> [EXTRACT TO READ]:
### Import Libraries

In [29]:
# Import libraries.
import os
import shutil
from datetime import datetime
from pyspark.sql import types
from pyspark.sql import SparkSession
from pyspark.sql import functions as F

### Start Spark Session

In [30]:
# Start spark session.
spark = SparkSession.builder.master("local[*]").appName('test').getOrCreate()

In [31]:
# Check Spark Version.
spark.version

'3.3.2'

### Repartition the June 2021 HVFHV Data into 12 partitions and save it to Parquet. What is the average size of the Parquet Files?

In [32]:
# Download the FHVHV 2021-06 data from here: (https://github.com/DataTalksClub/nyc-tlc-data/releases/download/fhvhv/fhvhv_tripdata_2021-06.csv.gz).
if not os.path.exists('./data/raw/fhvhv_tripdata_2021-06.csv.gz'):
    os.makedirs('./data/raw')

    # Download data.
    !wget https://github.com/DataTalksClub/nyc-tlc-data/releases/download/fhvhv/fhvhv_tripdata_2021-06.csv.gz

    # Move data.
    shutil.move('./fhvhv_tripdata_2021-06.csv.gz', './data/raw/')

--2023-03-06 17:30:05--  https://github.com/DataTalksClub/nyc-tlc-data/releases/download/fhvhv/fhvhv_tripdata_2021-06.csv.gz
Resolving github.com (github.com)... 140.82.113.3
Connecting to github.com (github.com)|140.82.113.3|:443... connected.
HTTP request sent, awaiting response... 302 Found
Location: https://objects.githubusercontent.com/github-production-release-asset-2e65be/513814948/4564ad9e-a6da-4923-ad6f-35ff02446a51?X-Amz-Algorithm=AWS4-HMAC-SHA256&X-Amz-Credential=AKIAIWNJYAX4CSVEH53A%2F20230306%2Fus-east-1%2Fs3%2Faws4_request&X-Amz-Date=20230306T173006Z&X-Amz-Expires=300&X-Amz-Signature=4df5978779e5d69b3cfe49dca5dd6b3b428c0a4a47212446d10599b9e5b44758&X-Amz-SignedHeaders=host&actor_id=0&key_id=0&repo_id=513814948&response-content-disposition=attachment%3B%20filename%3Dfhvhv_tripdata_2021-06.csv.gz&response-content-type=application%2Foctet-stream [following]
--2023-03-06 17:30:06--  https://objects.githubusercontent.com/github-production-release-asset-2e65be/513814948/4564ad9e

In [33]:
# Read dataframe.
df_fhvhv = spark.read.option("header", "true").csv('./data/raw/fhvhv_tripdata_2021-06.csv.gz')

In [34]:
# Check schema.
df_fhvhv.schema

StructType([StructField('dispatching_base_num', StringType(), True), StructField('pickup_datetime', StringType(), True), StructField('dropoff_datetime', StringType(), True), StructField('PULocationID', StringType(), True), StructField('DOLocationID', StringType(), True), StructField('SR_Flag', StringType(), True), StructField('Affiliated_base_number', StringType(), True)])

> [TASK GOAL]: Could you write the next part of the Spark notebook on the June 2021 FHVHV trip data, picking up after its last shown output? The lines that follow come from a different source than this text.

> [DATASET SECTION]:

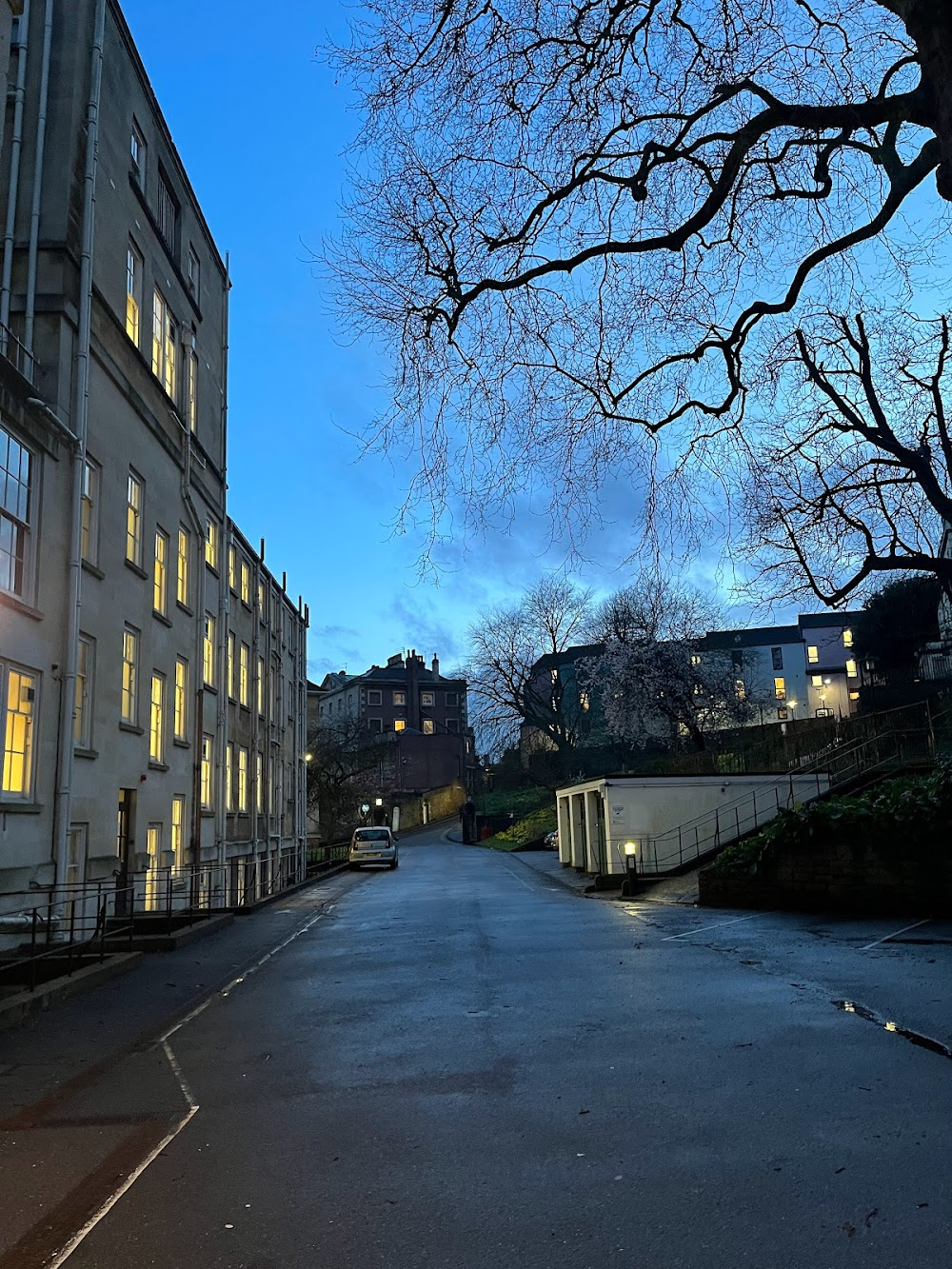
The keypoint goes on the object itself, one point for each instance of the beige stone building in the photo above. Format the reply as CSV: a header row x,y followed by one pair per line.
x,y
116,612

> [RIGHT ANSWER]:
In [35]:
# Check schema.
df_fhvhv.printSchema()

root
 |-- dispatching_base_num: string (nullable = true)
 |-- pickup_datetime: string (nullable = true)
 |-- dropoff_datetime: string (nullable = true)
 |-- PULocationID: string (nullable = true)
 |-- DOLocationID: string (nullable = true)
 |-- SR_Flag: string (nullable = true)
 |-- Affiliated_base_number: string (nullable = true)



In [36]:
# Define schema.
schema = types.StructType([
    types.StructField('dispatching_base_num', types.StringType(), True),
    types.StructField('pickup_datetime', types.TimestampType(), True),
    types.StructField('dropoff_datetime', types.TimestampType(), True),
    types.StructField('PULocationID', types.IntegerType(), True),
    types.StructField('DOLocationID', types.IntegerType(), True),
    types.StructField('SR_Flag', types.StringType(), True),
    types.StructField('Affiliated_base_number', types.StringType(), True),
])

In [37]:
# Read dataframe with schema defined.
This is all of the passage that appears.